Extrait du document:
####

Lors de nos permanences, les employées de maison racontent toutes la même histoire. Celle de la peur au ventre et de la précarité économique.
Mon histoire est semblable à celles des employées de maison que je rencontre lors des réunions syndicales au SIT. En mars et avril dernier, nous avons continué à échanger par vidéoconférence et cela a été un moment de réconfort et de partage car nous éprouvons plusieurs types de peurs. La première, celle d’être contaminée et de propager le virus à des personnes vulnérables dont nous avons la charge. Puis, la peur de perdre notre emploi et ne plus pouvoir payer les factures, perdre notre logement, finir à la rue ou aux poursuites et perdre tout espoir d’obtenir un permis de séjour.

####

Données disponibles:
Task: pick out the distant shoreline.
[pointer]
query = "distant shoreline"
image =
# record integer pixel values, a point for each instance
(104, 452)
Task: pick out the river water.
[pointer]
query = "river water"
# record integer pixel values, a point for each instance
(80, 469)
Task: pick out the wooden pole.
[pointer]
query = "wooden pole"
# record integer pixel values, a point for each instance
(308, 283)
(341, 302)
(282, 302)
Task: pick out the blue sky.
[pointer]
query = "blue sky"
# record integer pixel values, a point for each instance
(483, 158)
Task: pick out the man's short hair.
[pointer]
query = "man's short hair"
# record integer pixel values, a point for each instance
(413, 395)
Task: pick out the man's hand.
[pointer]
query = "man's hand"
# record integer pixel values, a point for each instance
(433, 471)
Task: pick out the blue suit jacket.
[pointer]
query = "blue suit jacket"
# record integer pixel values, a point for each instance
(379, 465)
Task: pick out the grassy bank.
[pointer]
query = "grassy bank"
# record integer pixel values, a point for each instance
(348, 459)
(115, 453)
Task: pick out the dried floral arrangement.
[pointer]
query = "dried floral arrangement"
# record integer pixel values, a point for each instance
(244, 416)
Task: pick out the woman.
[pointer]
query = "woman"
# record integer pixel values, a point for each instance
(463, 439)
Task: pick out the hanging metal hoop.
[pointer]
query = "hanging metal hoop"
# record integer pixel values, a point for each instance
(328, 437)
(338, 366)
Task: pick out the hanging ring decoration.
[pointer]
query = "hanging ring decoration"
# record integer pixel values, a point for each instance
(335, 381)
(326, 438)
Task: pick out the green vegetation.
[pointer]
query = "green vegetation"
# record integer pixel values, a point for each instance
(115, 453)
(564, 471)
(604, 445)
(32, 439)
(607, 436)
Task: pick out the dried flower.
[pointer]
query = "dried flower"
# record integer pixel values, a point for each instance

####

Tâche à réaliser A:
Selon l'extrait du document sur les employées de maison, quelle est la première peur évoquée ?
Tâche à réaliser B:
Poursuivez l'extrait du document sur les peurs des employées de maison à partir de sa dernière phrase.
Les lignes n'ont aucun rôle dans ce travail.

Réponse finale A:
La peur d'être contaminée et de propager le virus à des personnes vulnérables dont elles ont la charge.

Réponse finale B:
Alors, nous prenons des risques pour notre santé en prenant des transports publics bondés. Nous nous équipons par nous-mêmes, en masque, en gel hydroalcoolique. Des équipements chers qui impactent notre budget. Malgré les efforts, bon nombre d’entre nous a perdu tout ou partie du revenu. Nous n’avons pas le courage de réclamer les salaires et acceptons de compenser les heures perdues. Celles qui ont tenté de le faire sont entrées en conflit avec leur employeur, elles ont été licenciées.
Invisible hier, dans l’oubli aujourd’hui
Du jour au lendemain, on se retrouve sans rien. Invisible hier, dans l’oubli aujourd’hui. Sans aide financière possible. Les employées de maison n’ont pas droit au chômage partiel. Les personnes sans statut légal n’ont droit à rien du tout sauf au mépris de certains employeurs qui refusent de les déclarer aux assurances. Rien à part les longues heures d’attente pour recevoir un panier de provision.
Je suis Laura, j’ai 64 ans, je travaille comme employée de maison à Genève depuis plus de 20 ans. J’ai gardé des enfants, fait le ménage, préparé les repas, pris soins de personnes âgées. Aujourd’hui, j’ai 5 employeurs différents.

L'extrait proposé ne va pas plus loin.